──────── Items

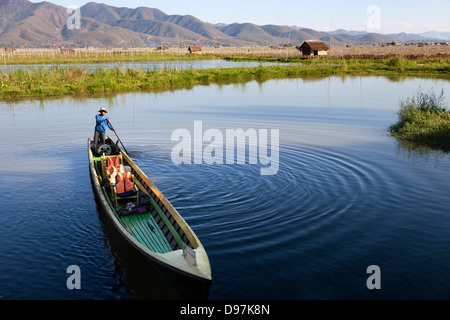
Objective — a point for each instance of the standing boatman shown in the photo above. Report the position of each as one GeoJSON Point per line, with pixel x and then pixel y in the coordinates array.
{"type": "Point", "coordinates": [100, 127]}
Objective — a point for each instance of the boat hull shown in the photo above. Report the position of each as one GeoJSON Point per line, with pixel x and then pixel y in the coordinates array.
{"type": "Point", "coordinates": [174, 261]}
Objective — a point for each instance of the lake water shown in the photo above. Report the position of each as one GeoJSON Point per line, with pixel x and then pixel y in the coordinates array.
{"type": "Point", "coordinates": [346, 195]}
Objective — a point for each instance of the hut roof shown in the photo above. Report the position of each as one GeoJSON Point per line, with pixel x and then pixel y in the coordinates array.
{"type": "Point", "coordinates": [315, 45]}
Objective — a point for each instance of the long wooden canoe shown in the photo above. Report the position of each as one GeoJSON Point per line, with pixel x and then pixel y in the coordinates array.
{"type": "Point", "coordinates": [160, 234]}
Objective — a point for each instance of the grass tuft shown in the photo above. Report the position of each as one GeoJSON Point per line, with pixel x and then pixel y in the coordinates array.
{"type": "Point", "coordinates": [424, 119]}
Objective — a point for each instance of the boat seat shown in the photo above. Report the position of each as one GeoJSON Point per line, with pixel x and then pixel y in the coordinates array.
{"type": "Point", "coordinates": [114, 170]}
{"type": "Point", "coordinates": [127, 195]}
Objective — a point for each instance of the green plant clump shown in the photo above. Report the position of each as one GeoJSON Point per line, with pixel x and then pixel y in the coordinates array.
{"type": "Point", "coordinates": [424, 119]}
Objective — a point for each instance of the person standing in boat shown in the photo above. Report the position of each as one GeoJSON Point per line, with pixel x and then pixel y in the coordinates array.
{"type": "Point", "coordinates": [101, 121]}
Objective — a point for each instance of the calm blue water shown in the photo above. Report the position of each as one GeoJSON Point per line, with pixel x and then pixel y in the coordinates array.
{"type": "Point", "coordinates": [346, 195]}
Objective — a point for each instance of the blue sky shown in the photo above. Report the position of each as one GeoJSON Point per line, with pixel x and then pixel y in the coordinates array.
{"type": "Point", "coordinates": [411, 16]}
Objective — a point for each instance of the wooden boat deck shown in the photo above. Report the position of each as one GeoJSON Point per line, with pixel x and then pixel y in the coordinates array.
{"type": "Point", "coordinates": [152, 238]}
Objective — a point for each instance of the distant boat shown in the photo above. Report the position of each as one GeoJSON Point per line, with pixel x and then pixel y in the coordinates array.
{"type": "Point", "coordinates": [143, 216]}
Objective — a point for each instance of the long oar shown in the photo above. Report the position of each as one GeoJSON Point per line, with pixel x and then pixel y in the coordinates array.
{"type": "Point", "coordinates": [118, 137]}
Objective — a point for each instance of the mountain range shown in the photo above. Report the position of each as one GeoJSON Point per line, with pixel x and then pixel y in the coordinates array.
{"type": "Point", "coordinates": [27, 24]}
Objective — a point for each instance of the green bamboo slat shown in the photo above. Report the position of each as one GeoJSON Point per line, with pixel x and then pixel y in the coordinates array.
{"type": "Point", "coordinates": [168, 224]}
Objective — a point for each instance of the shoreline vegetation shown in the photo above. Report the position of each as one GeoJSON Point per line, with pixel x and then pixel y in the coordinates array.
{"type": "Point", "coordinates": [424, 120]}
{"type": "Point", "coordinates": [70, 80]}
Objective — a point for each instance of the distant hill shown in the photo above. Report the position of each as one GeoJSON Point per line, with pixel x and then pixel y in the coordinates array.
{"type": "Point", "coordinates": [27, 24]}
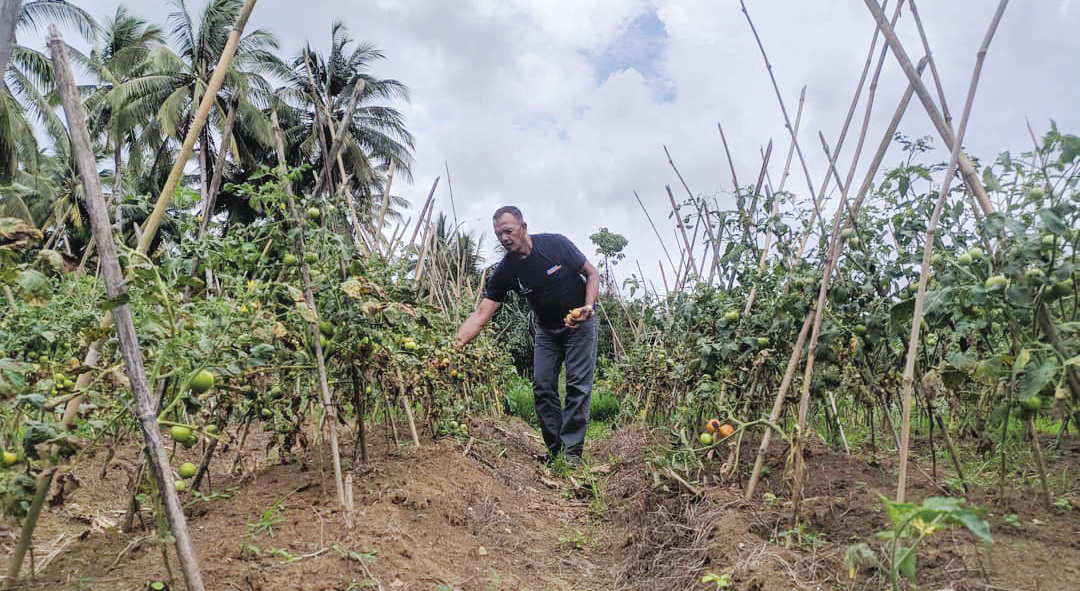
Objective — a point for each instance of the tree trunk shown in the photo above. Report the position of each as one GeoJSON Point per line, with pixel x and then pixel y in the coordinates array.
{"type": "Point", "coordinates": [8, 18]}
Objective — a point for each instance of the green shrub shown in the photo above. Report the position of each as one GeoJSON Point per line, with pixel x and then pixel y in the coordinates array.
{"type": "Point", "coordinates": [605, 407]}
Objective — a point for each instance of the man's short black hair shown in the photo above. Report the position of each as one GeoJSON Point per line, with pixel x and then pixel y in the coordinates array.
{"type": "Point", "coordinates": [508, 210]}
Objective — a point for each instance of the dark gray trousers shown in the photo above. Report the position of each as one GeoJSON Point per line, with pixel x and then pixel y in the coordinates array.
{"type": "Point", "coordinates": [564, 427]}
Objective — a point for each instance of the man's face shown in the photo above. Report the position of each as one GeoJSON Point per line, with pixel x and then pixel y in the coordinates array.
{"type": "Point", "coordinates": [511, 233]}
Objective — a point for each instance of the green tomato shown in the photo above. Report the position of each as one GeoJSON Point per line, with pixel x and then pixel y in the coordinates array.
{"type": "Point", "coordinates": [996, 282]}
{"type": "Point", "coordinates": [187, 470]}
{"type": "Point", "coordinates": [201, 381]}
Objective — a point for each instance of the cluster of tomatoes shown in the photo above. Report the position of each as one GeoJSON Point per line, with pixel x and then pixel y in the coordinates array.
{"type": "Point", "coordinates": [715, 431]}
{"type": "Point", "coordinates": [575, 317]}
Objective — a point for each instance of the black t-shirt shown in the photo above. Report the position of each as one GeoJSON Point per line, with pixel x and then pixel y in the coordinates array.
{"type": "Point", "coordinates": [550, 279]}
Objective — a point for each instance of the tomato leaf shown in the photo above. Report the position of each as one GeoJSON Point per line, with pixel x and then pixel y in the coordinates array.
{"type": "Point", "coordinates": [1036, 379]}
{"type": "Point", "coordinates": [111, 304]}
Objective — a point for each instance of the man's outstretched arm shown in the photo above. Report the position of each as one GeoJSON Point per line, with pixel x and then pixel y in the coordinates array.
{"type": "Point", "coordinates": [475, 322]}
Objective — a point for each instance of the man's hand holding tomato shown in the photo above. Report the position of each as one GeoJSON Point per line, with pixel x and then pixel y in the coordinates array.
{"type": "Point", "coordinates": [578, 316]}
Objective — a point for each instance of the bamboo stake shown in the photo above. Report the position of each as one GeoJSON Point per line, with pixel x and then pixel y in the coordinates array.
{"type": "Point", "coordinates": [701, 215]}
{"type": "Point", "coordinates": [778, 406]}
{"type": "Point", "coordinates": [408, 408]}
{"type": "Point", "coordinates": [145, 412]}
{"type": "Point", "coordinates": [780, 98]}
{"type": "Point", "coordinates": [426, 244]}
{"type": "Point", "coordinates": [775, 205]}
{"type": "Point", "coordinates": [215, 183]}
{"type": "Point", "coordinates": [682, 228]}
{"type": "Point", "coordinates": [933, 65]}
{"type": "Point", "coordinates": [399, 233]}
{"type": "Point", "coordinates": [338, 137]}
{"type": "Point", "coordinates": [815, 214]}
{"type": "Point", "coordinates": [9, 17]}
{"type": "Point", "coordinates": [653, 226]}
{"type": "Point", "coordinates": [386, 205]}
{"type": "Point", "coordinates": [423, 213]}
{"type": "Point", "coordinates": [328, 407]}
{"type": "Point", "coordinates": [165, 198]}
{"type": "Point", "coordinates": [928, 251]}
{"type": "Point", "coordinates": [153, 222]}
{"type": "Point", "coordinates": [967, 169]}
{"type": "Point", "coordinates": [833, 254]}
{"type": "Point", "coordinates": [757, 190]}
{"type": "Point", "coordinates": [731, 164]}
{"type": "Point", "coordinates": [42, 483]}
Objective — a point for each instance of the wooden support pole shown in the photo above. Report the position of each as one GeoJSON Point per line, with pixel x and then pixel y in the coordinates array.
{"type": "Point", "coordinates": [145, 411]}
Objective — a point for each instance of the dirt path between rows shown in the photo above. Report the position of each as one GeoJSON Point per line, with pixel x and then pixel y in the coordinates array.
{"type": "Point", "coordinates": [481, 514]}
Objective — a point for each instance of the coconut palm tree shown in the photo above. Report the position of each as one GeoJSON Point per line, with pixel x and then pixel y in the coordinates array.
{"type": "Point", "coordinates": [173, 86]}
{"type": "Point", "coordinates": [27, 81]}
{"type": "Point", "coordinates": [316, 97]}
{"type": "Point", "coordinates": [122, 55]}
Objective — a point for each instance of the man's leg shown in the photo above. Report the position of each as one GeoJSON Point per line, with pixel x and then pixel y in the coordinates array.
{"type": "Point", "coordinates": [548, 356]}
{"type": "Point", "coordinates": [580, 365]}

────────────────

Give back exactly the lines from the line holding "Objective — a point for each instance of the coconut" through the last line of the listing, including both.

Objective — a point for each instance of the coconut palm tree shown in the photo above. Report the position of each as one GeoJSON Point per line, with pixel x and then pixel y in the coordinates array.
{"type": "Point", "coordinates": [173, 86]}
{"type": "Point", "coordinates": [27, 81]}
{"type": "Point", "coordinates": [316, 97]}
{"type": "Point", "coordinates": [122, 55]}
Objective — a point for each instance of the man's leg shown in the photo above. Report the position of each as one GeoJSON Point per line, with pixel x and then pixel y in the coordinates array.
{"type": "Point", "coordinates": [548, 356]}
{"type": "Point", "coordinates": [580, 365]}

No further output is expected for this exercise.